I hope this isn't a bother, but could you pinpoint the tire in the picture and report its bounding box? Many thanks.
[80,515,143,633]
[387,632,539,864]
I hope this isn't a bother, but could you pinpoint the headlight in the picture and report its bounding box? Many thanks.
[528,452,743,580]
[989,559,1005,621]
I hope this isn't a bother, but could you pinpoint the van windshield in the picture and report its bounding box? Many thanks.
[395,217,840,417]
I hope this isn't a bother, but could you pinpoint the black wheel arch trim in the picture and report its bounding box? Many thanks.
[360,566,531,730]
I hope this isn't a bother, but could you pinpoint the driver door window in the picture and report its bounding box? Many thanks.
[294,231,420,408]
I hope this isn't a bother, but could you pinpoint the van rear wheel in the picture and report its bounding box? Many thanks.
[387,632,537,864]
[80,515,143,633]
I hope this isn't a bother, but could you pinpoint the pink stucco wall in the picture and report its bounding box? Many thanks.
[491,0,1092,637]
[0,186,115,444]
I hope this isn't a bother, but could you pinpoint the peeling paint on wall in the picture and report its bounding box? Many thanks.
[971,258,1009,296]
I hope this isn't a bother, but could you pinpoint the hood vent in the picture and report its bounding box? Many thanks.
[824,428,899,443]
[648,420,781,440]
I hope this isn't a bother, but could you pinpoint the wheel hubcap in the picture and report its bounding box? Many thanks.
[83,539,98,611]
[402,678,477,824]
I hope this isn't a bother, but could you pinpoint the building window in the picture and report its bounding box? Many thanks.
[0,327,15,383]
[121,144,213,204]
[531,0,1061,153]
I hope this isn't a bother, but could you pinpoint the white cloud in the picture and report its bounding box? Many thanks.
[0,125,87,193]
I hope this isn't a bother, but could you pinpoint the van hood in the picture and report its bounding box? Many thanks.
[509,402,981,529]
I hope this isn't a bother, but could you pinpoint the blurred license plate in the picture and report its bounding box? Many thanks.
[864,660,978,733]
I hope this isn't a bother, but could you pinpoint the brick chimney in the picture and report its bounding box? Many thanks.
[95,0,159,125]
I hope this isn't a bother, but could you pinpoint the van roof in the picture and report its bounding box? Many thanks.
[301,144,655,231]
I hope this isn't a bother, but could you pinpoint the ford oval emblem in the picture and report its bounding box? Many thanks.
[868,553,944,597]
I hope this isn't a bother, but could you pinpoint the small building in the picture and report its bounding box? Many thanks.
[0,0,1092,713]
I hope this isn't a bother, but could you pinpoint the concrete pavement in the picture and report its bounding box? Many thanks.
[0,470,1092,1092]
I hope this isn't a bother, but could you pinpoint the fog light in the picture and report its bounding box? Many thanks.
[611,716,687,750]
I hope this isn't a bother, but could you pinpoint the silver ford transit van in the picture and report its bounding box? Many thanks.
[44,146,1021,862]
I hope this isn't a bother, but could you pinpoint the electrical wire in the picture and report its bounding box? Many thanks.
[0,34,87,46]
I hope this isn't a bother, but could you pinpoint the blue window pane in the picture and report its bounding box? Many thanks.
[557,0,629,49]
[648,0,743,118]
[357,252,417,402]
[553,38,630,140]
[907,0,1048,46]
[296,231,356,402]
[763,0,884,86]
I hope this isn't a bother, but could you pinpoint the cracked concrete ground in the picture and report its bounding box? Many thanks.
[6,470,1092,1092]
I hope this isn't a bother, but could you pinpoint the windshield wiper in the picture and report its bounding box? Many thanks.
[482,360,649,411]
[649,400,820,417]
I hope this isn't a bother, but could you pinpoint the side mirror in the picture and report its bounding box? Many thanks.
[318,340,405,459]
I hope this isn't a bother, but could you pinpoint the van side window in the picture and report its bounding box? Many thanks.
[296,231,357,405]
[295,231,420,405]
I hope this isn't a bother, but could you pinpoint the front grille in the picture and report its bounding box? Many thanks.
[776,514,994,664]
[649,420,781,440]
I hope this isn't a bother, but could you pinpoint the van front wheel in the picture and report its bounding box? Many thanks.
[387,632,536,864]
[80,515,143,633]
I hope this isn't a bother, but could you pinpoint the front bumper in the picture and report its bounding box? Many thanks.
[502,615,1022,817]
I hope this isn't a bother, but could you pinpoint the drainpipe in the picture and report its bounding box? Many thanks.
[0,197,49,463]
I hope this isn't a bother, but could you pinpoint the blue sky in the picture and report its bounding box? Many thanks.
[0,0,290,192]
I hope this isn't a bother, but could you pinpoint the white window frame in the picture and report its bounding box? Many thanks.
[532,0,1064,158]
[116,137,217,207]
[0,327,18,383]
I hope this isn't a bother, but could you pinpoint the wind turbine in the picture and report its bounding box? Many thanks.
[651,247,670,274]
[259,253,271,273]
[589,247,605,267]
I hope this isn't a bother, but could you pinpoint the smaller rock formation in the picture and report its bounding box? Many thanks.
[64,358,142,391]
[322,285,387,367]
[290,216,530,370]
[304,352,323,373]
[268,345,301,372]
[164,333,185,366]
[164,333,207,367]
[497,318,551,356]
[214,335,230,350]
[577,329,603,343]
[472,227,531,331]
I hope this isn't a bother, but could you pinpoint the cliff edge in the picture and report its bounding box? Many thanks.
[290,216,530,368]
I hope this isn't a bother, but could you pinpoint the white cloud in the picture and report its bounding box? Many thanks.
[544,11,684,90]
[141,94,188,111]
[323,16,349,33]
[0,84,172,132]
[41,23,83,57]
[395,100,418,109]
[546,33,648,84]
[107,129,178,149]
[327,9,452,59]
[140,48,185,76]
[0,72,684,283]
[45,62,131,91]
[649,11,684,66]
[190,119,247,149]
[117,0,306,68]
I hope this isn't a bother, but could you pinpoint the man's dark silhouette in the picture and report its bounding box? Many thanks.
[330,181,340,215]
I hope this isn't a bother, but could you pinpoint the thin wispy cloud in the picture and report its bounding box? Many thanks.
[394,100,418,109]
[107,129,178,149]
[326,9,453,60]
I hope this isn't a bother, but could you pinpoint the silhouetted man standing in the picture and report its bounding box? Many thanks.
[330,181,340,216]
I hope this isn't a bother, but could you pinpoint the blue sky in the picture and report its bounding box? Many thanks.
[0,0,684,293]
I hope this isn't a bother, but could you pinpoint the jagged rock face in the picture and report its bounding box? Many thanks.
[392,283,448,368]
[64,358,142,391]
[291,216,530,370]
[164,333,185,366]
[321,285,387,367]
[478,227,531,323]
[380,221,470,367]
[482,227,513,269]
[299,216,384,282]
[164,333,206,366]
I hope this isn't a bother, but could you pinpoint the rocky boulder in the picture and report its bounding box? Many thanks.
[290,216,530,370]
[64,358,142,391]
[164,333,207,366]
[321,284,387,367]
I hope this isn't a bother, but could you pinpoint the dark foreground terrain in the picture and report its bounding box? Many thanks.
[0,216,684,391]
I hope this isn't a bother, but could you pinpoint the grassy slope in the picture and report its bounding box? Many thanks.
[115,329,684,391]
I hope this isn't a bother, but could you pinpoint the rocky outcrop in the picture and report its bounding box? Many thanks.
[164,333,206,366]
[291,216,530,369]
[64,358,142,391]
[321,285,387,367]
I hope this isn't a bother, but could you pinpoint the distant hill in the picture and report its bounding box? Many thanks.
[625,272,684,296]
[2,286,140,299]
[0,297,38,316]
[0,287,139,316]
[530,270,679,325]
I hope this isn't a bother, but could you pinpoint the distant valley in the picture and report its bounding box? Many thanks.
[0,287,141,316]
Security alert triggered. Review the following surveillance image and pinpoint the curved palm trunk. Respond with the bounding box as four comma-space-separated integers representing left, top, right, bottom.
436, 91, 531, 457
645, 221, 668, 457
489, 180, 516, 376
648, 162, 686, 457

- [Exercise objective] Arrange every line of the listing above as a Markdown table with the columns "No." and "Line", numbering the rows in order and leaving out blank lines.

- [Exercise response]
| No. | Line |
|---|---|
| 1 | I hope this isn't a bother, but could you pinpoint the tire in the picture and report its bounding box? Many thanks. |
| 2 | [80,515,143,633] |
| 3 | [387,632,539,864] |
| 4 | I hope this isn't a bother, but could you pinpoint the headlight in the picture and report its bounding box? Many thanks. |
| 5 | [528,452,743,580] |
| 6 | [989,559,1005,621] |
| 7 | I hope this isn't a bother, but could you pinpoint the van windshield in the picture and report its bounding box? Many thanks. |
| 8 | [395,217,840,417] |
| 9 | I hope this isn't a bother, but could you pinpoint the black wheel arch trim in the picture and report its bounding box? Many thanks. |
| 10 | [360,566,531,730] |
| 11 | I hope this isn't a bother, but could you pinpoint the driver door window in the picture and report its bounding box? Many thanks. |
| 12 | [294,231,420,408] |
| 13 | I hope this isn't a bother, but could you pinpoint the van rear wheel in the picture and report its bounding box? Many thanks. |
| 14 | [387,632,537,864] |
| 15 | [80,515,143,633] |
| 16 | I hope this isn't a bother, but could you pinpoint the pink stucco wall in the picture and report its bounding box? Many thanks. |
| 17 | [491,0,1092,637] |
| 18 | [0,186,115,444] |
| 19 | I hope this isn't a bother, but could you pinpoint the peeling paint on wall in the picture and report its bounding box? Many thanks. |
| 20 | [971,258,1009,296] |
| 21 | I hope this isn't a bother, but could you pinpoint the hood vent in the picture and report its bounding box? Many thanks. |
| 22 | [824,428,899,443] |
| 23 | [648,420,781,440] |
| 24 | I hope this isn't a bother, but could you pinpoint the wheel hubcap in the picture and report its bounding box? Many thanks. |
| 25 | [83,539,98,611] |
| 26 | [402,678,477,824] |
| 27 | I hope this isn't a bother, but could you pinpoint the building window in the picture and report its bounding box? Many thanks. |
| 28 | [0,327,15,383] |
| 29 | [121,144,213,204] |
| 30 | [531,0,1061,153] |
| 31 | I hope this isn't a bother, but could you pinpoint the white cloud in the picture and report its bounding box? Many thanks. |
| 32 | [0,125,87,193] |
| 33 | I hope this isn't a bother, but could you pinpoint the van hood in the picture and report its bounding box? Many thanks. |
| 34 | [509,402,981,529] |
| 35 | I hope this isn't a bother, but could you pinpoint the blurred license plate in the picture and report its bounding box? Many thanks. |
| 36 | [864,660,978,733] |
| 37 | I hope this isn't a bother, but could you pinpoint the brick chimney in the picture and report its bounding box? Many thanks. |
| 38 | [95,0,159,125] |
| 39 | I hope this isn't a bother, but could you pinpoint the van roof in the picture and report its bounding box? Many thanks. |
| 40 | [301,144,655,231] |
| 41 | I hope this isn't a bother, but could you pinpoint the ford oval emblem in the picture and report its bounding box? Many thanks. |
| 42 | [868,553,944,597] |
| 43 | I hope this isn't a bother, but could you pinpoint the small building in the picture and report its bounding box? Many thanks. |
| 44 | [0,0,1092,713] |
| 45 | I hope this isn't a bother, but could you pinpoint the concrete pavement in the picture and report its bounding box? Many thanks. |
| 46 | [0,470,1092,1092] |
| 47 | I hope this isn't a bother, but could you pinpoint the fog light in the picture and report its bounding box? Many thanks. |
| 48 | [611,716,687,750] |
| 49 | I hope this isn't a bother, but could you pinpoint the silver ford transit van in the picture and report its bounding box? Many thanks. |
| 50 | [44,146,1021,862] |
| 51 | I hope this isn't a bother, but could you pinpoint the electrical wire in the picture and report its bounding box? Many thanks. |
| 52 | [0,34,87,46] |
| 53 | I hope this isn't a bother, but could you pinpoint the blue window pane in the picture and report its bounding box? Many thanks. |
| 54 | [557,0,629,49] |
| 55 | [648,0,743,118] |
| 56 | [357,252,417,402] |
| 57 | [553,38,630,140] |
| 58 | [907,0,1048,46] |
| 59 | [296,231,356,402] |
| 60 | [763,0,884,86] |
| 61 | I hope this isn't a bother, but could you pinpoint the cracked concrete ground in the picture and report its bounding box? Many thanks. |
| 62 | [6,470,1092,1092] |
| 63 | I hope this isn't a bother, but could you pinpoint the windshield wiper in the picture and report its bounding box? Many thanks. |
| 64 | [482,360,649,411] |
| 65 | [649,400,820,417] |
| 66 | I hope this isn't a bother, but could you pinpoint the side mirror in the picture and report its bounding box? Many thanks. |
| 67 | [318,340,405,459] |
| 68 | I hope this isn't a bother, but could you pinpoint the van side window in the picture and report its bounding box? Many thanks. |
| 69 | [296,231,357,405] |
| 70 | [295,231,420,405] |
| 71 | I hope this isn't a bother, but could you pinpoint the front grille in the picture and report its bounding box? Many thanks. |
| 72 | [776,514,994,664] |
| 73 | [649,420,781,440] |
| 74 | I hope this isn't a bother, but could you pinpoint the van front wheel in the picture and report its bounding box? Many thanks. |
| 75 | [387,632,536,864] |
| 76 | [80,515,143,633] |
| 77 | I hope this isn't a bother, but could you pinpoint the front bumper in the picture and report its bounding box? Many thanks. |
| 78 | [502,615,1022,817] |
| 79 | I hope this isn't a bother, but could you pinpoint the drainpipe in the picture and report its bounding box? Many thanks. |
| 80 | [0,197,49,463] |
| 81 | I hope this isn't a bother, but could you pinpoint the blue sky in the picture and report its bounding box? Many thanks. |
| 82 | [0,0,290,192] |
| 83 | I hope this isn't a bother, but could you pinpoint the white window frame in the picture and report its bounding box? Many thanks. |
| 84 | [532,0,1064,158] |
| 85 | [116,137,217,207] |
| 86 | [0,327,18,383] |
| 87 | I hope this isn't a bother, but could you pinpoint the wind turbine in the picture and report its bounding box? Many thanks. |
| 88 | [651,247,670,274] |
| 89 | [259,253,271,273] |
| 90 | [589,247,605,267] |
| 91 | I hope this isn't a bother, but could you pinpoint the smaller rock formation in the picture and report its bounding box? Many thanks. |
| 92 | [64,358,142,391] |
| 93 | [322,285,387,367] |
| 94 | [290,216,530,370] |
| 95 | [304,352,323,373] |
| 96 | [268,345,301,372] |
| 97 | [164,333,185,366] |
| 98 | [164,333,207,367] |
| 99 | [497,318,551,356] |
| 100 | [214,335,230,350] |
| 101 | [577,329,603,343] |
| 102 | [472,227,531,331] |
| 103 | I hope this isn't a bother, but could you pinpoint the cliff edge in the picture and report its bounding box? Many thanks. |
| 104 | [290,216,530,368] |
| 105 | I hope this isn't a bother, but could you pinpoint the white cloud in the picture and report its bounding box? Many thanks. |
| 106 | [544,11,684,90] |
| 107 | [141,94,188,111] |
| 108 | [323,16,349,33] |
| 109 | [0,84,172,132] |
| 110 | [41,23,83,57] |
| 111 | [395,100,418,109] |
| 112 | [546,33,648,84] |
| 113 | [107,129,178,149] |
| 114 | [327,9,452,59] |
| 115 | [140,48,185,76] |
| 116 | [0,72,684,283] |
| 117 | [45,62,131,91] |
| 118 | [649,11,684,66] |
| 119 | [190,119,247,149] |
| 120 | [117,0,306,68] |
| 121 | I hope this isn't a bother, but could you pinpoint the man's dark silhouette in the picture and report its bounding box? Many thanks. |
| 122 | [330,181,340,215] |
| 123 | I hope this isn't a bother, but could you pinpoint the thin wispy cloud in the picture and report its bounding box? Many thanks. |
| 124 | [394,100,418,109] |
| 125 | [107,129,178,149] |
| 126 | [326,9,453,60] |
| 127 | I hope this isn't a bother, but could you pinpoint the silhouetted man standing in the picture and report its bounding box? Many thanks. |
| 128 | [330,181,340,216] |
| 129 | I hope this isn't a bother, but could you pinpoint the blue sky in the picture and report its bounding box? Many thanks. |
| 130 | [0,0,684,293] |
| 131 | I hope this isn't a bother, but could you pinpoint the jagged rock face in the picture and report its bounding box? Many thanks. |
| 132 | [392,283,448,368] |
| 133 | [64,358,142,391] |
| 134 | [291,216,530,370] |
| 135 | [164,333,185,366] |
| 136 | [321,285,387,367] |
| 137 | [478,227,531,323] |
| 138 | [380,221,470,367] |
| 139 | [482,227,513,269] |
| 140 | [299,216,384,282] |
| 141 | [164,333,206,366] |
| 142 | I hope this isn't a bother, but could you pinpoint the rocky boulder in the picture and report its bounding box? Many thanks. |
| 143 | [290,216,530,370] |
| 144 | [64,358,142,391] |
| 145 | [164,333,207,366] |
| 146 | [321,284,387,367] |
| 147 | I hope this isn't a bother, but could you pinpoint the dark foreground terrain in the picture and report its bounding box? Many thanks. |
| 148 | [0,216,684,391] |
| 149 | I hope this isn't a bother, but could you pinpoint the grassy slope in the picture and report its bounding box? Many thanks. |
| 150 | [115,329,684,391] |
| 151 | I hope this isn't a bother, but could you pinpoint the rocky outcrop in the picture and report its bounding box? Many thanks. |
| 152 | [164,333,206,366] |
| 153 | [291,216,530,369] |
| 154 | [64,358,142,391] |
| 155 | [321,285,387,367] |
| 156 | I hope this isn't a bother, but could you pinpoint the distant hill in the picture and report its bounding box? Many thanks. |
| 157 | [625,272,684,296] |
| 158 | [2,286,140,299] |
| 159 | [0,297,38,316] |
| 160 | [0,287,139,316] |
| 161 | [530,270,679,325] |
| 162 | I hope this isn't a bother, but could you pinpoint the distant valley in the picture and report its bounding box? Many thanks. |
| 163 | [0,287,141,316] |
| 164 | Security alert triggered. Review the following surveillance image and pinpoint the curved palm trunk. Respond with the bounding box as four comma-space-separated integers representing left, top, right, bottom. |
| 165 | 436, 91, 531, 457 |
| 166 | 645, 221, 668, 457 |
| 167 | 489, 180, 516, 376 |
| 168 | 648, 162, 686, 457 |